● **Page extract**:
According to conventional nuclear medicine imaging, radiopharmaceuticals are introduced into a patient's body and migrate to organs, bones or tissues of interest. The radiopharmaceuticals emit gamma photons which are received by a detector. The detector generates signals based on the received gamma photons, and those signals are processed to determine the locations from which the gamma photons were emitted (i.e., the locations of the organs, bones or tissues of interest), and the intensities of the received gamma photons, which correspond to the amount of pharmaceutical uptake and the attenuation properties of organs, bones or tissues located between the locations and the detector. These locations and intensities are processed to produce a planar image of a region of the patient's body.
A gamma photon detector (also, a gamma camera) typically consists of a scintillator and light sensors optically coupled thereto. In operation, the scintillator receives (i.e., absorbs) a gamma photon and emits a number of visible light photons in response. The light photons are in turn detected by the light sensors, which may comprise photomultiplier tubes (PMTs). The PMTs absorb the light photons and produce corresponding electrons via the photoelectric effect. Each PMT multiplies the electrons it produces, resulting in an electrical pulse from each PMT whose magnitude is proportional to the energy of the original gamma photon received by the scintillator.

Data extracted from a collection
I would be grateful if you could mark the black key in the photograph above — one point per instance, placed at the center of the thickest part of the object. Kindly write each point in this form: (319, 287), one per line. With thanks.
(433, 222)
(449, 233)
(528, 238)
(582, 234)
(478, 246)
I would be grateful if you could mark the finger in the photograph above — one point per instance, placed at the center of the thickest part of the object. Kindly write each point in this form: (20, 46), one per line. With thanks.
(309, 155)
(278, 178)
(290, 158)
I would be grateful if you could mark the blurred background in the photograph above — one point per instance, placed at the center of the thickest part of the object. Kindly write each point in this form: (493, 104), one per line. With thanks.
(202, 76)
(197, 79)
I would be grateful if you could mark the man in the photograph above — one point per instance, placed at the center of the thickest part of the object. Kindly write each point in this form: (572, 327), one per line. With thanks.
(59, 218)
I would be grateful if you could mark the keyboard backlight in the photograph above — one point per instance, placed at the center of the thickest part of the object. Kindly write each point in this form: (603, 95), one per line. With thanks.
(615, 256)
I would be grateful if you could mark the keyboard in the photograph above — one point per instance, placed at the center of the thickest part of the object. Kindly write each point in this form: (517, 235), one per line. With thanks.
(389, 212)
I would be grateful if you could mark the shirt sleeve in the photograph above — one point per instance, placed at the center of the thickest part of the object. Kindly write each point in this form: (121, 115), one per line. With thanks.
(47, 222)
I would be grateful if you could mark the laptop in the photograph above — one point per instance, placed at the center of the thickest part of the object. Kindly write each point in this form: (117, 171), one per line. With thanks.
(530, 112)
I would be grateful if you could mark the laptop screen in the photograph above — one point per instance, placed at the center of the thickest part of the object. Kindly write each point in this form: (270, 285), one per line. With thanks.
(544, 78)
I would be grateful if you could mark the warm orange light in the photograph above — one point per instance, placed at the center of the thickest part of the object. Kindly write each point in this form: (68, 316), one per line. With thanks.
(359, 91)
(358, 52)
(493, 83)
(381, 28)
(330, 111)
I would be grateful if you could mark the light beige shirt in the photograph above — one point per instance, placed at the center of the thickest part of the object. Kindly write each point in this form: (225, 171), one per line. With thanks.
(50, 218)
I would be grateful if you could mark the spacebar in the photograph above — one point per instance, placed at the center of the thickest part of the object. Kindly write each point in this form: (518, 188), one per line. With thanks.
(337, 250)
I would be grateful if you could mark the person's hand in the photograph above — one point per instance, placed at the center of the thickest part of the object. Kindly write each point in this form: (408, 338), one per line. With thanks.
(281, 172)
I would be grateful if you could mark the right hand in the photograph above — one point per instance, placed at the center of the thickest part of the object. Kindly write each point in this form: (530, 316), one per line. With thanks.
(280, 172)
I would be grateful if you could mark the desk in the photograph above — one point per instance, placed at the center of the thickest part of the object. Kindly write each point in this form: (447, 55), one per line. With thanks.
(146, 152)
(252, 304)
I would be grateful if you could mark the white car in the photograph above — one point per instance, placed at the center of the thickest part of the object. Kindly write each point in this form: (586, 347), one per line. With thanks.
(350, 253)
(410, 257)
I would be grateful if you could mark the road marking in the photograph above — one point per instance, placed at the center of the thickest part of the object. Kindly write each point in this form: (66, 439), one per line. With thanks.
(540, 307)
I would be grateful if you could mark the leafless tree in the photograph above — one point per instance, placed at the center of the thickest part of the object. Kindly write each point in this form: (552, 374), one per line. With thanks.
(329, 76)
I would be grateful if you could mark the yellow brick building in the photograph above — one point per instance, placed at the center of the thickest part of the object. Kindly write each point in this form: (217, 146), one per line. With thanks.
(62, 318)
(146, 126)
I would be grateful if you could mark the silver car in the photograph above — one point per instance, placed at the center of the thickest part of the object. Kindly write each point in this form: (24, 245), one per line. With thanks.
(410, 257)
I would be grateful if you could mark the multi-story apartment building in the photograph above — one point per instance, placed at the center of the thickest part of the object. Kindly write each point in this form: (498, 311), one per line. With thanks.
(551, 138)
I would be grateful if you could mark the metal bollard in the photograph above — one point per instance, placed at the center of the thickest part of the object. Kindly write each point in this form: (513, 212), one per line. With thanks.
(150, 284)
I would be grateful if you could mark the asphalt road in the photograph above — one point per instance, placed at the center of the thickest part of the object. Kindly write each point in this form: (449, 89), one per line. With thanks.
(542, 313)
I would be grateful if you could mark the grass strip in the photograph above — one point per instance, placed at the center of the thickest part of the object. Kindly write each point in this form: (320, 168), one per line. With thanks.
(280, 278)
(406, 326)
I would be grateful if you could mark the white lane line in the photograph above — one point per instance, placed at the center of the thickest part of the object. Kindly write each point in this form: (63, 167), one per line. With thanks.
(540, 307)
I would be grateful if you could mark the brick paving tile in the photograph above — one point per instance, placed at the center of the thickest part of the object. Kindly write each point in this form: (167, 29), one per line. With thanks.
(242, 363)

● **Task to complete**: Could you extend the passage on nuclear medicine imaging and gamma photon detectors, starting right after its final sentence?

● **Written answer**:
Continuing the above example, the scintillator may receive a second gamma photon and emit visible light photons in response. The PMTs absorb the light photons and produce electrical pulses as described above. If these electrical pulses are produced prior to decay of the electrical pulses resulting from the originally-received gamma photon, the electrical pulses are superposed, or “pile up”, on each other in the output signals of the PMTs. These piled-up pulses do not provide useful imaging information, as it is not known what portion of the piled-up pulse is attributable to a first gamma photon and what portion is attributed to a second gamma photon. The problem may be exacerbated by additional gamma photons received in close succession, whose resultant PMT pulses may pile up on any number of previously-generated pulses. The problem is further exacerbated with increasing scintillator decay time (i.e., the amount of time over which light photons are emitted in response to a received gamma photon).
To address this problem, conventional imaging systems may discard signals in which two or more pulses are piled-up on one another, or allow the detectors to saturate, thereby producing a biased count rate-dependent response. Both approaches provide sub-optimal results.